#### Written request
Render the lines of the material below as a numbered list, omitting any blank lines. Leave the pictures out of the answer.

#### Available records
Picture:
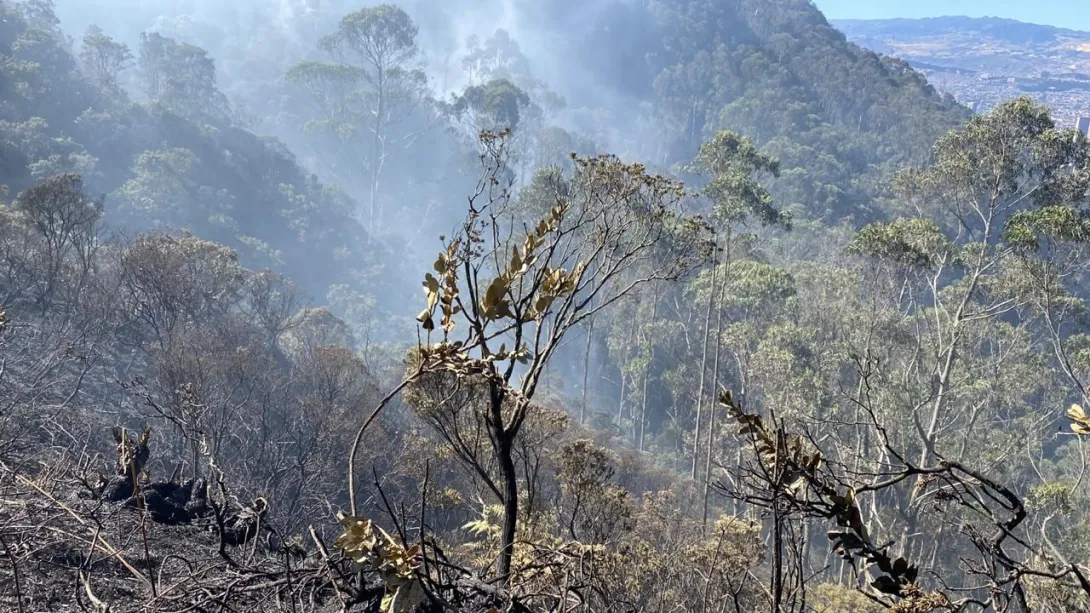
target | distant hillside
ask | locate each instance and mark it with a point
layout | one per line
(168, 165)
(984, 61)
(835, 113)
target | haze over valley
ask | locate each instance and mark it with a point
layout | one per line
(607, 305)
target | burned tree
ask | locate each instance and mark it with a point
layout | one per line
(504, 293)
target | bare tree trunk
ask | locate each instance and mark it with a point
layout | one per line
(586, 369)
(376, 149)
(712, 408)
(504, 441)
(703, 367)
(646, 373)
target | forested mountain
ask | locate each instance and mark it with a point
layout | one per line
(986, 61)
(179, 161)
(812, 337)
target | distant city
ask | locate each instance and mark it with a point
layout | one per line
(984, 61)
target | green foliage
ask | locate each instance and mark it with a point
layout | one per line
(908, 242)
(104, 58)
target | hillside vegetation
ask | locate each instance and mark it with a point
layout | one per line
(824, 349)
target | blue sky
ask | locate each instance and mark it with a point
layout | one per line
(1064, 13)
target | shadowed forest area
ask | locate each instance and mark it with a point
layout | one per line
(632, 305)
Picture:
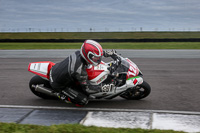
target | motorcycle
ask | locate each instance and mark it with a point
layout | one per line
(126, 81)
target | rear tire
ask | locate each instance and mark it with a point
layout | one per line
(137, 93)
(37, 80)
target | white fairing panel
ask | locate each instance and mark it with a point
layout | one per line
(102, 70)
(41, 68)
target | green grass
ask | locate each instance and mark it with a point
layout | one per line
(100, 35)
(68, 128)
(147, 45)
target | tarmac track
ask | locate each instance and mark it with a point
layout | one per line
(174, 82)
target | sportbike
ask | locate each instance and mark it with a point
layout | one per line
(126, 81)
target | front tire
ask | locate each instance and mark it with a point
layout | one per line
(37, 80)
(138, 92)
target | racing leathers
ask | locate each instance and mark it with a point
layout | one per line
(65, 74)
(72, 70)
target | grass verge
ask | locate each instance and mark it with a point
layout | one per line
(69, 128)
(147, 45)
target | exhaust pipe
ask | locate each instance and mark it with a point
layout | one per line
(44, 90)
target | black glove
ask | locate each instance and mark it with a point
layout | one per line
(109, 53)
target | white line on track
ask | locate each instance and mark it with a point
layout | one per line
(98, 109)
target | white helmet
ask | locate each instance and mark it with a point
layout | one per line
(92, 52)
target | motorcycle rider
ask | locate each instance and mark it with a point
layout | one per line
(71, 70)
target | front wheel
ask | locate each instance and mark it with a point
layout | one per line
(138, 92)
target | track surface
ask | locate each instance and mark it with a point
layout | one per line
(175, 85)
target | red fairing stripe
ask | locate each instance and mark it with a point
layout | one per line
(51, 64)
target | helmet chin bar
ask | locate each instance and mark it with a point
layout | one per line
(89, 58)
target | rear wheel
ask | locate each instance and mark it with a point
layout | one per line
(138, 92)
(37, 80)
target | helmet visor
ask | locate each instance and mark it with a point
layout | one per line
(97, 59)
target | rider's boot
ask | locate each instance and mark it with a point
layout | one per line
(74, 96)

#### Solution to this exercise
1. Picture:
2. target | distant hillside
3. ask | locate each instance and mark it with a point
4. layout | one per line
5. (168, 165)
6. (984, 61)
7. (835, 113)
8. target | haze over valley
9. ask | locate each instance and mark it with a point
10. layout | one per line
11. (607, 305)
12. target | burned tree
13. ask | locate each instance and mark it with a point
14. layout | one per line
15. (504, 293)
16. target | bare tree trunk
17. ask | locate each instance and mark it with a point
18. layout | one per line
19. (586, 369)
20. (376, 149)
21. (712, 408)
22. (504, 441)
23. (703, 367)
24. (646, 373)
25. target | forested mountain
26. ask | locate each instance and mark it with a point
27. layout | one per line
28. (986, 61)
29. (179, 161)
30. (812, 337)
31. target | distant city
32. ask | locate each instance and mark it with a point
33. layout | one per line
34. (984, 61)
35. target | green foliage
36. ask | locate each instance and mark it with a point
37. layout | one per line
38. (908, 242)
39. (104, 58)
40. target | hillside vegetation
41. ask | locate each instance and mark it with a point
42. layout | one per line
43. (824, 349)
44. target | blue sky
45. ask | locate each instance and mark it with a point
46. layout | one per line
47. (1064, 13)
48. target | shadowed forest area
49. ask | locate each instance and mark it with a point
50. layout | one per line
51. (632, 305)
52. Picture:
53. target | motorcycle
54. ask | locate each instance and mark it with a point
55. layout | one per line
56. (126, 81)
57. target | rear tire
58. ask | locate each instance and mark it with a point
59. layout | one per line
60. (137, 93)
61. (37, 80)
62. target | white fairing panel
63. ask | locate each instance and mark it with a point
64. layout | one per line
65. (102, 70)
66. (41, 68)
67. target | green grass
68. ask | locate each instance and mark it with a point
69. layout | one per line
70. (100, 35)
71. (68, 128)
72. (147, 45)
73. target | tarmac track
74. ask | locate each instance and mark it with a point
75. layout | one per line
76. (174, 82)
77. target | sportbike
78. ask | locate each instance and mark it with a point
79. layout | one per line
80. (126, 81)
81. target | front tire
82. ask | locate each instance and mark it with a point
83. layout | one per line
84. (37, 80)
85. (138, 92)
86. target | racing leathers
87. ask | locate each instance and mark it with a point
88. layout | one per line
89. (65, 74)
90. (72, 70)
91. target | grass verge
92. ask | locate each instance and mark it with a point
93. layout | one per line
94. (69, 128)
95. (147, 45)
96. target | exhaust pipe
97. ask | locate each instance and mark it with a point
98. layout | one per line
99. (44, 90)
100. target | black glove
101. ask | locate each instance and mark it with a point
102. layout | one per line
103. (109, 53)
104. target | white line on track
105. ask | locate each instance and mark it with a point
106. layout | one per line
107. (98, 109)
108. target | white helmet
109. ask | locate each instance and mark it with a point
110. layout | one per line
111. (92, 52)
112. target | motorcycle rider
113. ask | locate each instance and mark it with a point
114. layout | one per line
115. (71, 70)
116. target | front wheel
117. ask | locate each instance and mark it with a point
118. layout | one per line
119. (138, 92)
120. target | track surface
121. ask | locate each instance and mark it with a point
122. layout | one per line
123. (175, 85)
124. target | red fairing stripe
125. ask | locate each instance and mark it with a point
126. layout | one per line
127. (51, 64)
128. target | helmet chin bar
129. ask | locate each instance and mark it with a point
130. layout | one per line
131. (89, 58)
132. target | rear wheel
133. ask | locate each instance and mark it with a point
134. layout | one per line
135. (138, 92)
136. (37, 80)
137. target | helmet visor
138. ask | locate each instance and mark it with a point
139. layout | one per line
140. (97, 59)
141. target | rider's boot
142. ask | locate each instance and mark it with a point
143. layout | one per line
144. (74, 96)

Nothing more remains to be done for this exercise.